-- Exercise instructions --
- A) From the essay on two days of Yom Kippur, quote the passage starting with "Rabbi Evan Hoffman" and going on through "upcoming 4th birthday.".
- B) According to the essay on two days of Yom Kippur, what are the essential features of the holiday?
- C) Pick up the essay on two days of Yom Kippur after its last sentence and keep writing it.

-- Text extract --
--*--

Rabbi Evan Hoffman – Congregation Anshe Sholom
Yom Kippur 5779
This essay is sponsored by the Hoffman family in loving memory of Ruth Hoffman Z”L and in honor of Elana Hoffman’s upcoming 4th birthday.
Two Days of Yom Kippur
The Day of Atonement, known colloquially as Yom Kippur, is, as its name literally indicates, a one-day holiday. It is observed on the tenth day of the seventh month (Leviticus 16:29, 23:27, Numbers 29:7). The essential features of the holiday are the total ban on labor and the obligation to afflict oneself. Both sets of restriction are said to apply בעצם היום הזה “on that selfsame day (Leviticus 23:28-29),” further emphasizing that Yom Kippur properly is observed for only one day.
In the Diaspora, Jews observe two days of Yom Tov for nearly all holidays. In rabbinic jargon, that extra festival day is called יום טוב שני של גלויות. The list of such days includes the second and eighth days of Passover, the second day of Shavuot, the second day of Sukkot, and the second day of Shemini Atzeret. (The second day of Rosh Hashanah is a category unto itself.) The practice does not obtain for Yom Kippur. Yet if the original reason for the doubling of holiday observances was calendrical uncertainty in communities geographically distant from the Judaic authorities of Eretz Yisrael, logic dictates that a second day of Yom Kippur was also necessary. This is all the more so in light of the observance of extra Yom Tov days for Sukkot and Shemini Atzeret. If Jews in the boondocks were still unsure about the precise Hebrew date by the sixteenth or twenty-third day of Tishri, a fortiori they lacked such knowledge at the onset of Yom Kippur (a week or two earlier).

--*--

-- Data provided --
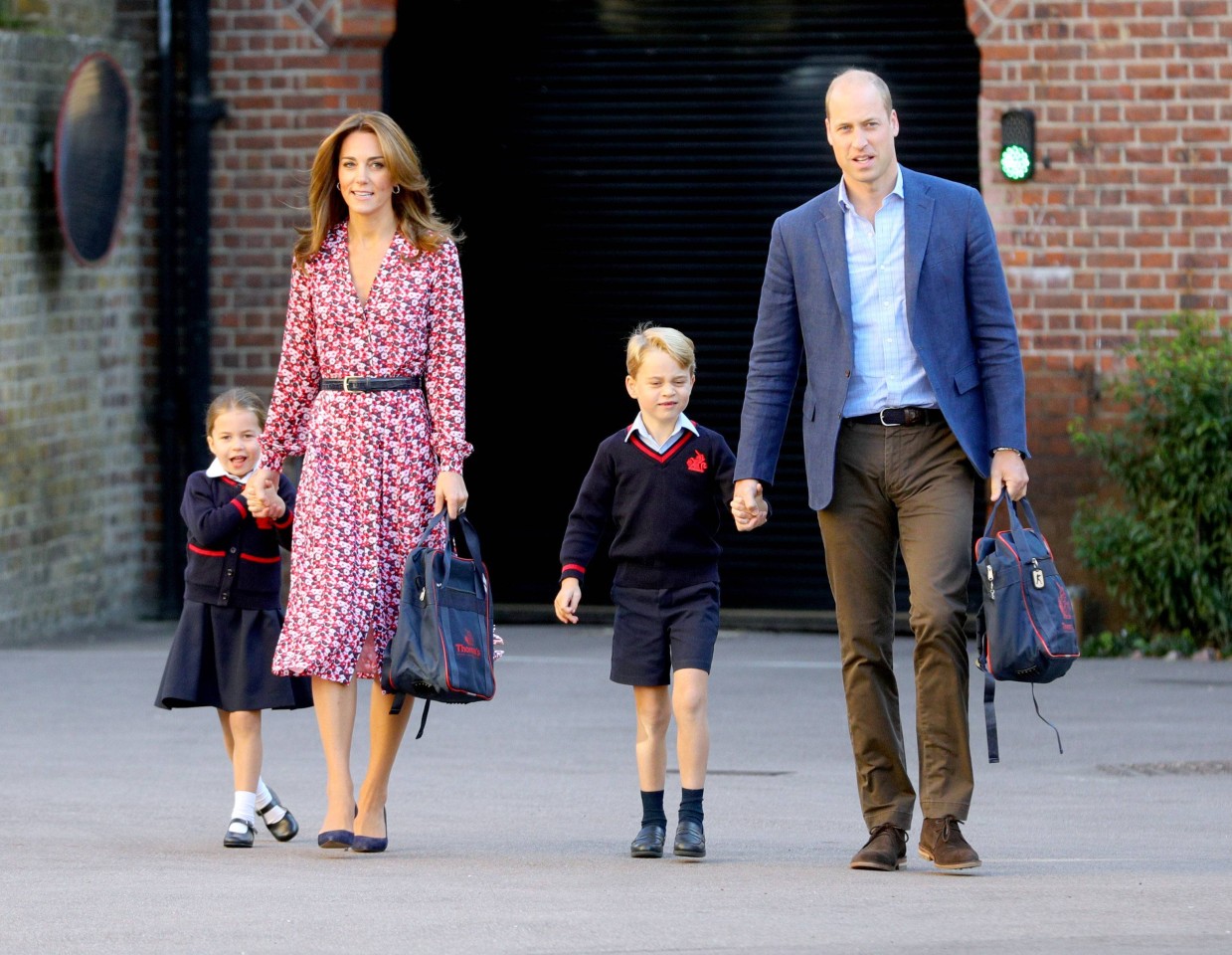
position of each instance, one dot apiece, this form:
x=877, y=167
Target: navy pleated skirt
x=221, y=657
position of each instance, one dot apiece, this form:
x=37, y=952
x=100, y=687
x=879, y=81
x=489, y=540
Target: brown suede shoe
x=943, y=845
x=885, y=852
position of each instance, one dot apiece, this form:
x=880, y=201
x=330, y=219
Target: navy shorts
x=658, y=631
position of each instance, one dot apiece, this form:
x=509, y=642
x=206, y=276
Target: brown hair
x=674, y=342
x=236, y=399
x=872, y=78
x=412, y=205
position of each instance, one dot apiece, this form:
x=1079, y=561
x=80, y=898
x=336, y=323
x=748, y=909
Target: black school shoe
x=690, y=840
x=286, y=829
x=648, y=842
x=239, y=840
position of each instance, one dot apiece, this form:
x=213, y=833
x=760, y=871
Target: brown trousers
x=910, y=488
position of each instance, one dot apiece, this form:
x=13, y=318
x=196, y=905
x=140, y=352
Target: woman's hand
x=449, y=493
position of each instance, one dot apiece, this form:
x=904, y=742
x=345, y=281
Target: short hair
x=877, y=84
x=235, y=399
x=674, y=342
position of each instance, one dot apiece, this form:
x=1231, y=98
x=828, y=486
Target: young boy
x=664, y=484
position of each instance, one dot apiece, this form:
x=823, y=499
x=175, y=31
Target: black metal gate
x=613, y=163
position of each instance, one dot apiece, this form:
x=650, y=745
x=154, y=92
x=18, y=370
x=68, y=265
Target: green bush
x=1159, y=535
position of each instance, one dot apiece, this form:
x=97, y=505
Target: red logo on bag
x=468, y=647
x=1066, y=608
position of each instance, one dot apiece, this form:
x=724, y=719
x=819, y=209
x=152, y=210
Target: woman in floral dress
x=371, y=391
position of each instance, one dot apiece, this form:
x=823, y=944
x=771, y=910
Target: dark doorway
x=613, y=163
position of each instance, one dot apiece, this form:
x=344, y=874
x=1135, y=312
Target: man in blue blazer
x=890, y=289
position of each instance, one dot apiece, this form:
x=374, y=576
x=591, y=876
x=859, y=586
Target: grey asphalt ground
x=509, y=821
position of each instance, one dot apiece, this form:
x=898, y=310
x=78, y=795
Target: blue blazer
x=958, y=308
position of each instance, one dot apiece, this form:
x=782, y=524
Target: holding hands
x=749, y=509
x=567, y=600
x=262, y=494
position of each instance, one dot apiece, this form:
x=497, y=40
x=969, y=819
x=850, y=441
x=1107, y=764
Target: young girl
x=232, y=610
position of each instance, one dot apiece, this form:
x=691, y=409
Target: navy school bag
x=1025, y=625
x=442, y=647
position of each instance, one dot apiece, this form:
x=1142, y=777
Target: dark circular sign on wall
x=91, y=156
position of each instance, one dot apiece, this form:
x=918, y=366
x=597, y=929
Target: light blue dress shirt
x=643, y=432
x=887, y=371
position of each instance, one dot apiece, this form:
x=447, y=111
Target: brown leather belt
x=901, y=417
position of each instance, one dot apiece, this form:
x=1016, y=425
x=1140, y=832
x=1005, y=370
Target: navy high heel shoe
x=372, y=843
x=336, y=838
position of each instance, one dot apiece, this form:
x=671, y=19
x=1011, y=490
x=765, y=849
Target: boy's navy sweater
x=233, y=561
x=665, y=510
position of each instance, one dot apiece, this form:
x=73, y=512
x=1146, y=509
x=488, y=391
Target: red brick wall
x=1128, y=216
x=287, y=72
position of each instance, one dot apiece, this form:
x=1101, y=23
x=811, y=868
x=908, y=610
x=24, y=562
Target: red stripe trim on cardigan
x=635, y=440
x=254, y=558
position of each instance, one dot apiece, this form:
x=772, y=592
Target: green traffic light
x=1016, y=163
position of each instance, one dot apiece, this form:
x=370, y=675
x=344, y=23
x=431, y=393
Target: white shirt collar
x=683, y=424
x=845, y=204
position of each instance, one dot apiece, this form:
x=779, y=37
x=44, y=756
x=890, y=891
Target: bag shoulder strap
x=396, y=707
x=990, y=718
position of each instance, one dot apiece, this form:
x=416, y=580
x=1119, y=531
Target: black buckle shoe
x=690, y=840
x=648, y=842
x=239, y=840
x=286, y=829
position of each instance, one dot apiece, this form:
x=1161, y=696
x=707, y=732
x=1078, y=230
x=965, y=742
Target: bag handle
x=1016, y=530
x=461, y=525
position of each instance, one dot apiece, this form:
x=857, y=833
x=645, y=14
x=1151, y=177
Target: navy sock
x=652, y=809
x=690, y=805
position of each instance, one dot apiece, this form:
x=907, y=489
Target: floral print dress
x=370, y=459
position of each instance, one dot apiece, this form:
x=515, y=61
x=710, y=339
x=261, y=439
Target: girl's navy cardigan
x=233, y=558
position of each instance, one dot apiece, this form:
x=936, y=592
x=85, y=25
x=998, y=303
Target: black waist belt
x=901, y=417
x=359, y=383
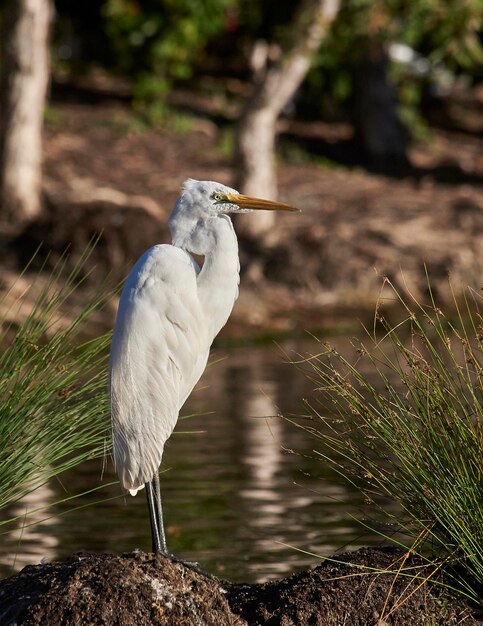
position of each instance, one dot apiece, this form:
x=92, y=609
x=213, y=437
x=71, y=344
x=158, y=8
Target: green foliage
x=415, y=436
x=159, y=41
x=446, y=33
x=53, y=388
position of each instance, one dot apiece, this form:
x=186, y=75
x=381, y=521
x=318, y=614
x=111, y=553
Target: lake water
x=244, y=492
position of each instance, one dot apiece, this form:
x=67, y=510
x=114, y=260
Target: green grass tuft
x=53, y=385
x=410, y=428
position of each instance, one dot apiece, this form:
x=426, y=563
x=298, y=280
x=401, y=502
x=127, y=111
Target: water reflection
x=31, y=539
x=235, y=496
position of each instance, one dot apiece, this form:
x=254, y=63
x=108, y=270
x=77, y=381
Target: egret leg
x=159, y=514
x=157, y=544
x=153, y=495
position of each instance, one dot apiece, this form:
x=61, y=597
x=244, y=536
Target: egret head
x=203, y=200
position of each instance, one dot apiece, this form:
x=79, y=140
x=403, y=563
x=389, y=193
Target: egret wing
x=158, y=353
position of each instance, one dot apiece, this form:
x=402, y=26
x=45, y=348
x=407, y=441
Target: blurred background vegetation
x=107, y=106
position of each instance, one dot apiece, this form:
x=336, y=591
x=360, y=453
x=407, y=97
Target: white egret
x=169, y=313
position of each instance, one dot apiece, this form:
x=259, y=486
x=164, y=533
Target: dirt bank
x=105, y=175
x=366, y=588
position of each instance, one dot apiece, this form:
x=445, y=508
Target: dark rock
x=371, y=587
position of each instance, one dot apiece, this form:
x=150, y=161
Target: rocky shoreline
x=370, y=587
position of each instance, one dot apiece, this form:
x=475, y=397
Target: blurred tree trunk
x=378, y=129
x=275, y=83
x=24, y=87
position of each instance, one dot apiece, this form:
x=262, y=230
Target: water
x=244, y=492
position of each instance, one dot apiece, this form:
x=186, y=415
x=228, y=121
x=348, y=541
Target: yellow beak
x=257, y=204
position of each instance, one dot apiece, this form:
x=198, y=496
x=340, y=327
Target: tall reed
x=415, y=434
x=52, y=385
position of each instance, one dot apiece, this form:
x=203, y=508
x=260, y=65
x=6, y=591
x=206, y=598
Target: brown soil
x=366, y=588
x=105, y=175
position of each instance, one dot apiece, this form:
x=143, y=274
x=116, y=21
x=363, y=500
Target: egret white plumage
x=169, y=313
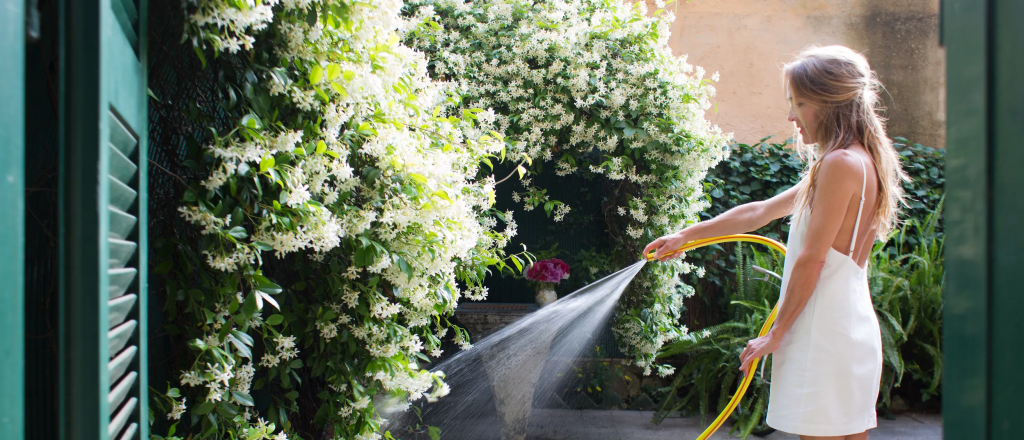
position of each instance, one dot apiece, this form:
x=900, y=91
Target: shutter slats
x=119, y=364
x=123, y=269
x=129, y=432
x=119, y=308
x=118, y=337
x=121, y=167
x=121, y=280
x=120, y=391
x=122, y=195
x=121, y=419
x=122, y=223
x=121, y=251
x=121, y=137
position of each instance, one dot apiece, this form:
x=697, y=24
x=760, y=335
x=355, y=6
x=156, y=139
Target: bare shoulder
x=840, y=169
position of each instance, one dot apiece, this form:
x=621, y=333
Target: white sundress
x=825, y=372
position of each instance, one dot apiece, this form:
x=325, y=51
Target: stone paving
x=625, y=425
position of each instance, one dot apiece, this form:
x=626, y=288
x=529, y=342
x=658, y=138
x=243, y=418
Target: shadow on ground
x=624, y=425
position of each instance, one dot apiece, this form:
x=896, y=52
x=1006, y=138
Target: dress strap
x=860, y=209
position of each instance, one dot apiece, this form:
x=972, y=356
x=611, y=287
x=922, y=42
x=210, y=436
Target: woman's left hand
x=757, y=348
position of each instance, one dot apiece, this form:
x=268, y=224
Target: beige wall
x=749, y=40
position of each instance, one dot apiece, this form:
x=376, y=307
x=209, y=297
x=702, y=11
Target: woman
x=826, y=343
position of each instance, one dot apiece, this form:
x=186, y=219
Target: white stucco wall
x=747, y=41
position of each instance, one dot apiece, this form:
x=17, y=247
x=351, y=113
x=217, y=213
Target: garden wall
x=749, y=40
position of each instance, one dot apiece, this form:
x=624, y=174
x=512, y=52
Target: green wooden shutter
x=12, y=219
x=104, y=221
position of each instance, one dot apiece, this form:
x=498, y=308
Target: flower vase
x=546, y=296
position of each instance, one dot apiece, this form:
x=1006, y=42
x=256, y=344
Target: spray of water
x=495, y=384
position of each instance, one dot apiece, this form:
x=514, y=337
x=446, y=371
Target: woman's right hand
x=665, y=245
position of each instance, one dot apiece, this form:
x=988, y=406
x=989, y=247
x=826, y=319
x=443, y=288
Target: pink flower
x=551, y=270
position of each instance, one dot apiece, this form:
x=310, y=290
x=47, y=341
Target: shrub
x=906, y=289
x=764, y=169
x=340, y=221
x=589, y=89
x=709, y=375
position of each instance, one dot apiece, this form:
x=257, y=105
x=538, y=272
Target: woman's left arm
x=839, y=181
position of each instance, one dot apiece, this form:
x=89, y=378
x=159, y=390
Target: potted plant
x=545, y=274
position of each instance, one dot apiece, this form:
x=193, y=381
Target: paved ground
x=622, y=425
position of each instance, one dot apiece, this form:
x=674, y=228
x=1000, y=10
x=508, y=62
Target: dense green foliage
x=762, y=170
x=906, y=279
x=906, y=288
x=589, y=89
x=709, y=374
x=337, y=223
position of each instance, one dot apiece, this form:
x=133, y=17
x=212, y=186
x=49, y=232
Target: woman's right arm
x=743, y=218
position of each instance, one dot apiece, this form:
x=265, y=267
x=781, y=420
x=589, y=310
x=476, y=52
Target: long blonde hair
x=840, y=81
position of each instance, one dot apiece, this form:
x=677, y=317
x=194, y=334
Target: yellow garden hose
x=764, y=328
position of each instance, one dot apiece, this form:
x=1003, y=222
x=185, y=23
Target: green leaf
x=243, y=398
x=268, y=288
x=238, y=232
x=311, y=20
x=266, y=164
x=251, y=121
x=240, y=346
x=440, y=193
x=333, y=72
x=406, y=267
x=316, y=75
x=246, y=339
x=203, y=408
x=164, y=267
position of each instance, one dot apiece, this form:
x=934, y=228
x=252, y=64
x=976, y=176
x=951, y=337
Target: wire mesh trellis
x=182, y=91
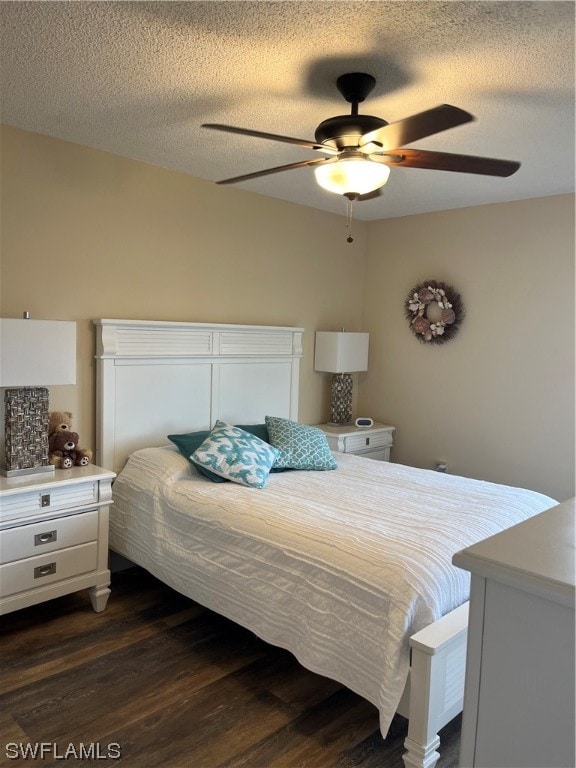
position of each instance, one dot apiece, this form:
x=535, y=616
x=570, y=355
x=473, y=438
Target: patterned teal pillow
x=300, y=446
x=235, y=454
x=189, y=441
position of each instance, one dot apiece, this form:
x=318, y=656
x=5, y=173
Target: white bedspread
x=339, y=567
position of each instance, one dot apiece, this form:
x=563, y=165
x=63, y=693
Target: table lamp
x=34, y=354
x=341, y=354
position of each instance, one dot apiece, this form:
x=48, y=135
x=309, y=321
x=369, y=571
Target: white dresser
x=372, y=442
x=520, y=672
x=54, y=536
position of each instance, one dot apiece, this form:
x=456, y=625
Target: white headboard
x=159, y=378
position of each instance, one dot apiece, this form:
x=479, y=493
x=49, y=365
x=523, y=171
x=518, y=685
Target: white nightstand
x=54, y=536
x=371, y=442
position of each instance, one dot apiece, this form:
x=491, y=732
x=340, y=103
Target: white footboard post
x=436, y=685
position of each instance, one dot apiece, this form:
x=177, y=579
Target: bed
x=348, y=569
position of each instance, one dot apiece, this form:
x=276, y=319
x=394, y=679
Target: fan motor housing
x=345, y=130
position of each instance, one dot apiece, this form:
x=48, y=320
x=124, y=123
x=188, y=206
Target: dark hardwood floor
x=167, y=683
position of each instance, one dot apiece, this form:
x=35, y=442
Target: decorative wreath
x=434, y=330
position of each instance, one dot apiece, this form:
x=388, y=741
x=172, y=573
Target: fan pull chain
x=349, y=201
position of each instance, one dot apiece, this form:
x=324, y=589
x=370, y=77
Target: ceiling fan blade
x=417, y=127
x=289, y=167
x=270, y=136
x=370, y=195
x=444, y=161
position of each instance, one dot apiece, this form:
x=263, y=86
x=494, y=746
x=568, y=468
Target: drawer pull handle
x=44, y=570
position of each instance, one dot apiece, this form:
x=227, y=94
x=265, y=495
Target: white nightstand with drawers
x=54, y=536
x=371, y=442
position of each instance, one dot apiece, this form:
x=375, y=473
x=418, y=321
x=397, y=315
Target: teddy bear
x=64, y=452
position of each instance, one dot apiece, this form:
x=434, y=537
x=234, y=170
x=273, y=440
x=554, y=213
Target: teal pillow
x=187, y=444
x=236, y=455
x=300, y=446
x=189, y=441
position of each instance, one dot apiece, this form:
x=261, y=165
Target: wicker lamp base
x=341, y=405
x=25, y=431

--*--

-- Task responses --
- A)
Rabbi Evan Hoffman – Congregation Anshe Sholom
Yom Kippur 5779
This essay is sponsored by the Hoffman family in loving memory of Ruth Hoffman Z”L and in honor of Elana Hoffman’s upcoming 4th birthday.

- B) The total ban on labor and the obligation to afflict oneself.

- C)
Levi (third century CE Palestinian Amora) once visited Babylonia on what Babylonian Jews thought was 11 Tishri. He made a snide remark about how on the day when Israeli Jewry was observing the great fast, the Jews of Babylonia were cooking pleasantly aromatic foodstuffs. The Babylonians then pressed him if he could testify with certainty about the correct calendar date. He conceded that he could not because he had not been present when the court sanctified the New Moon. The Talmud implies that Babylonian Jews did not refrain from eating and working for the remainder of 11 Tishri. They discounted Levi’s calendrical revelation because it lacked appropriate halakhic imprimatur, even if they quietly conceded that as a factual matter he was probably correct. On another occasion, someone approached Rav Nachman upon the conclusion of Yom Kippur (in Babylonia) and alerted him that the following day would, in fact, be Yom Kippur in Eretz Yisrael. Distressed that he would have to observe a 48-hour fast, Rav Nachman flung a nasty barb at the bearer of these unwanted tidings.
The above anecdotes show that, before the era of the fixed calendar, Diaspora Jews did not observe two days of Yom Kippur. Rather, they observed only one day, the thirty-ninth day after the beginning of the month of Elul – that is, on the tenth day after the 29th (and last) day of Elul, which would be 10 Tishri. While it was possible that the outgoing month of Elul could be full (i.e., thirty days) and that Yom Kippur/10 Tishri would, therefore, occur on the fortieth day after the beginning of Elul, that possibility was conveniently ignored. The Babylonian Talmud mentions that Rava (some recensions read Rabbah) was strict for himself and annually observed a two-day Yom Kippur fast. As an aside, the Talmud notes that once Rava turned out to be correct – the real Yom Kippur was on what the Babylonians reckoned as 11 Tishri (Rosh Hashanah 21a).
Yerushalmi notes that there were some Jews in Babylonia who took seriously the calendrical uncertainty and observed a two-day Yom Kippur fast. Among them was the father of Rav Shmuel bar Rav Yitzchak. The prolonged fast caused him intestinal damage, from which he died (Yerushalmi Hallah 57c). Rav Hisda criticized those Diaspora pietists. He said that such a prolonged fast was needless and that they should, instead, rely upon the halakhic presumption that the court is not negligent in its duties (Yerushalmi Rosh Hashanah 57b).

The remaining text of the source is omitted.